**Exercise details:** Down to the last line, retype each line of the entries exactly, starting with the one that contains "Target: power strip".

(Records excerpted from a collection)
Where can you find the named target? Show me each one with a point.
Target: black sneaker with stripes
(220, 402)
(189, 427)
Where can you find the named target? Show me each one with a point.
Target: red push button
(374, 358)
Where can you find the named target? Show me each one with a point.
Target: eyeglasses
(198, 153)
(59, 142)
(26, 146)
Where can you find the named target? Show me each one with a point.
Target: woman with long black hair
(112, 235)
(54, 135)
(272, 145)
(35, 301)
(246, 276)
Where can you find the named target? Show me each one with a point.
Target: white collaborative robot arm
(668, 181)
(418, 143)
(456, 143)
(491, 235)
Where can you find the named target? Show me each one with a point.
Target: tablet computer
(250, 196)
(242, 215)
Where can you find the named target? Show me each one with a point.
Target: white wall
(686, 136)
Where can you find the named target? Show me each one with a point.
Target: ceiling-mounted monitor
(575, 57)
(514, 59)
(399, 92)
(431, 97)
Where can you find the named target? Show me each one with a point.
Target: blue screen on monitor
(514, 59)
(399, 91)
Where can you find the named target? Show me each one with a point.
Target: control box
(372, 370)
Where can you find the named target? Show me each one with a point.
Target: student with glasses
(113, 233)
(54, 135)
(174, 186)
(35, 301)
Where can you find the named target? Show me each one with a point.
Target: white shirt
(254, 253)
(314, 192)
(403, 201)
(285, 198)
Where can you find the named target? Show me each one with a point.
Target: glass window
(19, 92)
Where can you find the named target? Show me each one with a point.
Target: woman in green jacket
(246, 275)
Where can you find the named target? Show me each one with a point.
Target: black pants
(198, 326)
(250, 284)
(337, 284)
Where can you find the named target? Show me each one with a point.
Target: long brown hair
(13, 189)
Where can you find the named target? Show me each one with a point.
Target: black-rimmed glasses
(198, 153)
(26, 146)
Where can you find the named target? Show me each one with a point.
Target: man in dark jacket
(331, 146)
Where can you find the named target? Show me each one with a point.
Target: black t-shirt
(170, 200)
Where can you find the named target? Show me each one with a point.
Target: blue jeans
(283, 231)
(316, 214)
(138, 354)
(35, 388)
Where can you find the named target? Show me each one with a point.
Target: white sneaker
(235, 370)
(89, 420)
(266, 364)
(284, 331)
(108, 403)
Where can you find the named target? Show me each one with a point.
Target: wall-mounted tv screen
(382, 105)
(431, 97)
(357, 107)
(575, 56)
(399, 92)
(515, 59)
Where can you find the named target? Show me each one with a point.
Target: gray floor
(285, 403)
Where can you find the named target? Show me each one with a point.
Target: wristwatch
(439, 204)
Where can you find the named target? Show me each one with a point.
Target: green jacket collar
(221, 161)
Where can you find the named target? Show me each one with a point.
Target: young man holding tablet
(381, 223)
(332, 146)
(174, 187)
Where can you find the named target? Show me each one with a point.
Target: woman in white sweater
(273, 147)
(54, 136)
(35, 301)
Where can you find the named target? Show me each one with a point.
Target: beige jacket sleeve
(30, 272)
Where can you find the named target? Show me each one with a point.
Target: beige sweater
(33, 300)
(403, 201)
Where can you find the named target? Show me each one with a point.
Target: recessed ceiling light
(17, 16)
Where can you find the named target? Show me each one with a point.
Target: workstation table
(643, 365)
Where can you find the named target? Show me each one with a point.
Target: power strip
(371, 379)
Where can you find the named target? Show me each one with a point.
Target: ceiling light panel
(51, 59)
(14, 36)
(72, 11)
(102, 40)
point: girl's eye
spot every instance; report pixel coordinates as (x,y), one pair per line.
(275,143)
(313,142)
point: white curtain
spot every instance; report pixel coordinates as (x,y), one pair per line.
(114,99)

**Task solution:**
Target: power strip
(371, 379)
Where can you find the named target? Show me each one with a point.
Target: ceiling light panel
(51, 59)
(14, 36)
(72, 11)
(102, 40)
point: girl's eye
spot every instance; report pixel coordinates as (x,y), one pair per line.
(275,143)
(313,142)
point: white curtain
spot every instance; report pixel coordinates as (x,y), one pair per line.
(114,99)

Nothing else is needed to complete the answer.